● **Dataset content**:
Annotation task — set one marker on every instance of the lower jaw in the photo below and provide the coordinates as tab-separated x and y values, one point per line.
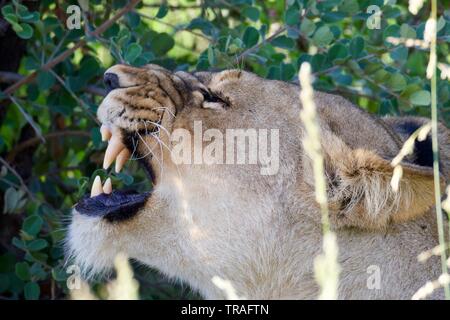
119	205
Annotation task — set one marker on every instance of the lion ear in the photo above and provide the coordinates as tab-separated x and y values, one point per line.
359	187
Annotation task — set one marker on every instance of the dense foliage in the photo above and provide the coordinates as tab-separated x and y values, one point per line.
50	143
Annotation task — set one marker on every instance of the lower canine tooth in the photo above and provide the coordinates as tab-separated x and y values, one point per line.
107	187
96	187
121	159
115	146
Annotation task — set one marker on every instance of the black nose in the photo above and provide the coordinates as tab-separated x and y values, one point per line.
111	81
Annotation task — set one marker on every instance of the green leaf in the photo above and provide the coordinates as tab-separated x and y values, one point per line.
23	271
250	37
132	52
31	291
350	7
397	82
162	43
251	12
45	80
4	283
420	98
337	52
356	47
37	245
26	32
125	178
11	18
211	56
162	11
307	27
7	9
13	200
323	36
19	243
407	32
32	225
283	42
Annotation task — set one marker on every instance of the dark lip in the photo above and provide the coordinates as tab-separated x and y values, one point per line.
116	206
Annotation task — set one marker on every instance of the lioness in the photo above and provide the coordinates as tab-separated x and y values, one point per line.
259	231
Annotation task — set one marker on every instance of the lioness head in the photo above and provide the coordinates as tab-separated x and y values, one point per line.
221	200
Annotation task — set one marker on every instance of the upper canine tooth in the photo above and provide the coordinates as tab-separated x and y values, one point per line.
106	133
107	187
96	187
115	145
122	158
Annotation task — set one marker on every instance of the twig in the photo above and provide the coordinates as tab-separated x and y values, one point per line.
33	141
49	65
240	57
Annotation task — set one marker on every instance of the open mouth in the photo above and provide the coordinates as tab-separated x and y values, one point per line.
103	201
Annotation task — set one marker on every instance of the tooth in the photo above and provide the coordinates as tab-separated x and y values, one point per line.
121	159
115	146
107	187
96	187
106	133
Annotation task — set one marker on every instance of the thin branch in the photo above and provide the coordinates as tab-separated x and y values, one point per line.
176	28
49	65
11	77
240	57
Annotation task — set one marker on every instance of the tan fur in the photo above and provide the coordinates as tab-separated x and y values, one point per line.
262	233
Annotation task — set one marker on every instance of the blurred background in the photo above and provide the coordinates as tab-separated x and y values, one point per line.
53	55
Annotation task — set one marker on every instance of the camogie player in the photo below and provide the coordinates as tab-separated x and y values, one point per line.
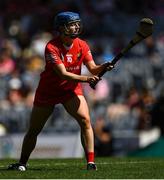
60	82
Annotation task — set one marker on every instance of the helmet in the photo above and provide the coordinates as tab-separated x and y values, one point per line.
63	21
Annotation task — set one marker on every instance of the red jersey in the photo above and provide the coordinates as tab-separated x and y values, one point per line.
52	89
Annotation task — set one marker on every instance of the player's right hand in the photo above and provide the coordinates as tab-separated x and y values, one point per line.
92	80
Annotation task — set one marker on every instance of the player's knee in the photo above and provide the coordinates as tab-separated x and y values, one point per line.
85	123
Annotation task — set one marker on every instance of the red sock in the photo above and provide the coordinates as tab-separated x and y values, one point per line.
90	157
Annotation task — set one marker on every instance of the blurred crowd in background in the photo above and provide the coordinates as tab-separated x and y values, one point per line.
130	97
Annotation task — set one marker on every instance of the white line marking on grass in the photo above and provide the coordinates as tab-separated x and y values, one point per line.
100	163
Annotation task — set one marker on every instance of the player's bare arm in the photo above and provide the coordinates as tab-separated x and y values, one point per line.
64	74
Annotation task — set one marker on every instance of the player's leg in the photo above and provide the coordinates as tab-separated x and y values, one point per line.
38	119
77	107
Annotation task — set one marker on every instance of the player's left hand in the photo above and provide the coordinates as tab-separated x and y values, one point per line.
109	67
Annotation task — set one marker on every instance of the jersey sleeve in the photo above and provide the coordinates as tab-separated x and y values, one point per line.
52	55
87	53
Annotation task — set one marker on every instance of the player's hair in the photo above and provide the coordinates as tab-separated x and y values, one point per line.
63	19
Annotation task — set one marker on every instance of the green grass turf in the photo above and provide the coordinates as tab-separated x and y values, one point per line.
108	168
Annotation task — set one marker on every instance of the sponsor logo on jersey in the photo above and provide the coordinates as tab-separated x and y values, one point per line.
69	58
51	58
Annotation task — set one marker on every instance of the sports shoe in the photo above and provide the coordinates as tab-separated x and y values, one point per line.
91	166
17	166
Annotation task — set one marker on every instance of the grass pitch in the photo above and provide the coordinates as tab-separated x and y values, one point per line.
108	168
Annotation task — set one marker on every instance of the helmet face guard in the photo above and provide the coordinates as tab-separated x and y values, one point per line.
69	24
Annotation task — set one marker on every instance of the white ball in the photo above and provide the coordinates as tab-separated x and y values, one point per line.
22	168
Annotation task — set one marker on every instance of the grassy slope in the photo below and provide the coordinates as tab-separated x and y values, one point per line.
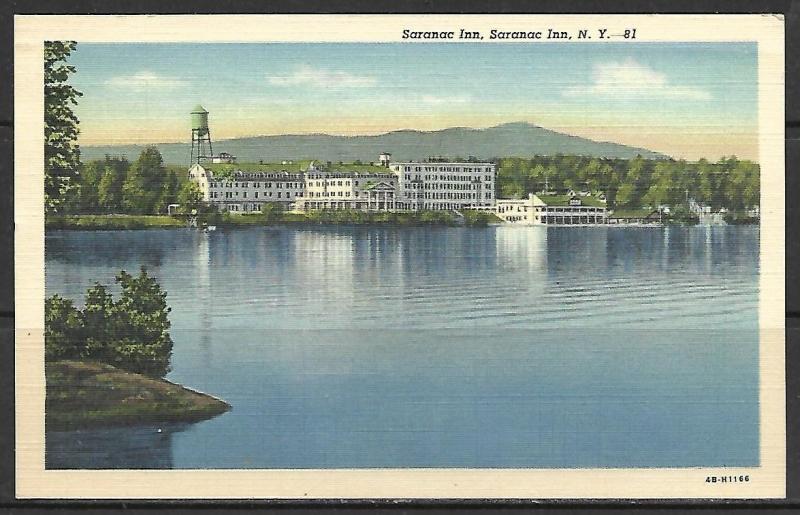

● **What to produce**:
Please format every line of the material above as a JSON list of strings, one string per line, with blank lines dropped and the pictures left out.

● **Response to the exercise**:
[
  "Annotation task — set one marker on every instance of the lower jaw in the photo below and provide the coordinates as tab-separated x and y values, one point per line.",
  "119\t205",
  "Annotation task — set one marker on every instance of the lion ear in the photo above and provide the coordinates as tab-separated x and y values, one point per line.",
  "359\t187",
  "Annotation task — set one marker on every instance of the dense foliage in the photo above and provide the coordinates as tab-separated x and y values, one point per line.",
  "50\t143",
  "Annotation task — set one marker on every instance of the lower canine tooth in the photo above and provide the coordinates as tab-separated x and y values, one point per line.",
  "107\t187",
  "96\t187",
  "121\t159",
  "115\t146",
  "Annotation task — set one marker on every instance of the black nose in the photo above and provide the coordinates as tab-separated x and y values, one point per line.",
  "111\t81",
  "Annotation task — set one marker on every instance of the green leaf in the photo above and provide the coordinates as tab-separated x and y values, one point per line.",
  "23\t271",
  "250\t37",
  "132\t52",
  "31\t291",
  "350\t7",
  "397\t82",
  "162\t43",
  "251\t12",
  "45\t80",
  "4\t283",
  "420\t98",
  "337\t52",
  "356\t47",
  "37\t245",
  "26\t32",
  "125\t178",
  "11\t18",
  "211\t56",
  "162\t11",
  "307\t27",
  "7\t9",
  "13\t200",
  "323\t36",
  "19\t243",
  "407\t32",
  "32\t225",
  "283\t42",
  "Annotation task — set one marker on every instance of the dark lip in the photo above and provide the coordinates as tab-separated x and y values, one point per line.",
  "116\t206",
  "Annotation task — set one marker on every instance of the lioness in the photo above and provide the coordinates as tab-separated x and y values, one point per line.",
  "259\t231",
  "Annotation task — set one marker on every instance of the lioness head in the photo above and provide the coordinates as tab-separated x and y values, one point per line.",
  "221\t200",
  "Annotation task — set one marker on every instance of the upper canine tooth in the photo above and provide the coordinates as tab-separated x and y values, one point per line.",
  "106\t133",
  "107\t187",
  "96\t187",
  "115\t145",
  "122\t158",
  "Annotation task — set one marker on every instance of the twig in the photo above and provide the coordinates as tab-separated x and y values, one point per line.",
  "33\t141",
  "49\t65",
  "240\t57",
  "Annotation task — set one marker on every instance of the open mouth in the photo above and provide the coordinates as tab-separated x and y values, one point per line.",
  "103\t201",
  "Annotation task — set one marker on every instance of the tooth in the photo above and provide the coordinates as tab-separated x and y values, one point per line.",
  "121\t159",
  "115\t146",
  "107\t187",
  "96\t187",
  "106\t133",
  "Annotation task — set one marker on every instance of the thin branch in the photo above and provide the coordinates as tab-separated x and y values, one point per line.",
  "176\t28",
  "49\t65",
  "11\t77",
  "240\t57",
  "Annotation task — set one marker on every instance of the tan fur in the photo above and provide the coordinates as tab-separated x and y values, one point per line.",
  "262\t233",
  "Annotation task — set one marker on every instance of the blurred background in the photo above and provide the coordinates as tab-separated x and y values, one point per line.",
  "53\t55",
  "Annotation task — set one marker on every instance of the camogie player in the photo below and provide the coordinates as tab-separated x and y values, one point per line.",
  "60\t82",
  "Annotation task — set one marker on every instance of the helmet in the photo above and provide the coordinates as tab-separated x and y values, one point per line.",
  "63\t21",
  "Annotation task — set one marker on every instance of the red jersey in the photo above and provide the coordinates as tab-separated x and y values, one point per line.",
  "52\t89",
  "Annotation task — set one marker on every instance of the player's right hand in the photo above and provide the coordinates as tab-separated x and y values, one point per line.",
  "92\t80",
  "Annotation task — set one marker on every instance of the player's knee in the photo above and provide the coordinates as tab-separated x and y values, one point per line.",
  "85\t123",
  "Annotation task — set one marker on every instance of the red sock in the photo above and provide the coordinates as tab-separated x and y values, one point per line.",
  "90\t157",
  "Annotation task — set one marker on every instance of the blurred crowd in background in the photo above and provide the coordinates as tab-separated x and y values, one point per line.",
  "130\t97",
  "Annotation task — set one marker on every instance of the white line marking on grass in the photo above and provide the coordinates as tab-separated x and y values, one point per line.",
  "100\t163",
  "Annotation task — set one marker on every instance of the player's bare arm in the photo above and provide the coordinates as tab-separated x and y values, one point per line.",
  "64\t74",
  "Annotation task — set one marker on every instance of the player's leg in the photo above and provide the coordinates as tab-separated x and y values, one point per line.",
  "38\t119",
  "77\t107",
  "Annotation task — set one marker on every instance of the player's left hand in the photo above and provide the coordinates as tab-separated x and y values, one point per line.",
  "109\t67",
  "Annotation task — set one marker on every instance of the jersey sleeve in the photo above and provide the coordinates as tab-separated x and y values, one point per line.",
  "52\t55",
  "87\t53",
  "Annotation task — set one marker on every instance of the player's hair in the photo above and provide the coordinates as tab-separated x and y values, one point per line.",
  "63\t19",
  "Annotation task — set one marker on every instance of the green grass turf in the photo above and provide the coordinates as tab-separated x and y values, one point per line.",
  "108\t168",
  "Annotation task — set one marker on every instance of the sponsor logo on jersey in the photo above and provide the coordinates as tab-separated x and y values, one point per line.",
  "69\t58",
  "51\t58",
  "Annotation task — set one marker on every instance of the sports shoe in the photo above and provide the coordinates as tab-separated x and y values, one point per line.",
  "91\t166",
  "17\t166",
  "Annotation task — set one marker on every instance of the grass pitch in the photo above and provide the coordinates as tab-separated x and y values, one point per line.",
  "108\t168",
  "Annotation task — set one marker on every instance of the helmet face guard in the photo above and provide the coordinates as tab-separated x and y values, one point per line.",
  "69\t24",
  "Annotation task — set one marker on every instance of the white ball in the photo above and provide the coordinates as tab-separated x and y values, one point per line.",
  "22\t168",
  "Annotation task — set one marker on every instance of the grassy slope in the photo below and provide the coordinates as tab-separated x and y values, one point per line."
]